EXERCISE:
Lines from the one containing "Need: a point for each instance of the yellow" to the end of the data below are to be restated exactly, with both ends included and nothing else.

[Records from a data collection]

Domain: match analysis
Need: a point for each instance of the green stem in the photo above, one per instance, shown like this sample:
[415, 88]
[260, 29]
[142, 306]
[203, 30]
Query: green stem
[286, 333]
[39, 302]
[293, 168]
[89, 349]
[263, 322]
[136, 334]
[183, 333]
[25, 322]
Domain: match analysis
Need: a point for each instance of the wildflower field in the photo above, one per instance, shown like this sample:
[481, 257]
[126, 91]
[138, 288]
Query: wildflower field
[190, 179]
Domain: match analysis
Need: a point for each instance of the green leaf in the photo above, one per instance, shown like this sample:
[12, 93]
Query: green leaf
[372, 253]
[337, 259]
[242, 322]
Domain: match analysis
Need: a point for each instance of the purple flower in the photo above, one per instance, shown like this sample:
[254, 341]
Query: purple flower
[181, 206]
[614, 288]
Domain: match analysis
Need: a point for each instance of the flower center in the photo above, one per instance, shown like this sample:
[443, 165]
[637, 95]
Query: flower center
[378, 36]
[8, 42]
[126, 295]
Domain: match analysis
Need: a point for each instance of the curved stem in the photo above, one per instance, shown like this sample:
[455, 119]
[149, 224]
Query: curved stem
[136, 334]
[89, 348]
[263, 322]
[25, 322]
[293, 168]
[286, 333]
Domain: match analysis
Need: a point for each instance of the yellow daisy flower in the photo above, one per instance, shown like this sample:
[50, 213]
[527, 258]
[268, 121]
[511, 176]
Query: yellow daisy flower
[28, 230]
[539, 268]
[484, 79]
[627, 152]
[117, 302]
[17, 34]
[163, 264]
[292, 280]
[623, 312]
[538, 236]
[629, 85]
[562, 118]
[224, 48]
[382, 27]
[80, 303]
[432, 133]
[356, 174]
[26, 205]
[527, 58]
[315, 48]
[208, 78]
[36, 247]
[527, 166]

EXERCISE RESULT:
Need: a point for each instance of the yellow daisy flower in the photo above, one per instance, shown like this sample:
[50, 213]
[527, 258]
[268, 121]
[511, 176]
Query: yellow daisy flower
[28, 230]
[539, 268]
[484, 79]
[627, 152]
[117, 302]
[17, 34]
[163, 264]
[292, 280]
[623, 312]
[538, 236]
[629, 85]
[562, 118]
[224, 48]
[382, 27]
[80, 303]
[432, 133]
[356, 174]
[26, 205]
[527, 58]
[315, 48]
[208, 78]
[36, 247]
[527, 166]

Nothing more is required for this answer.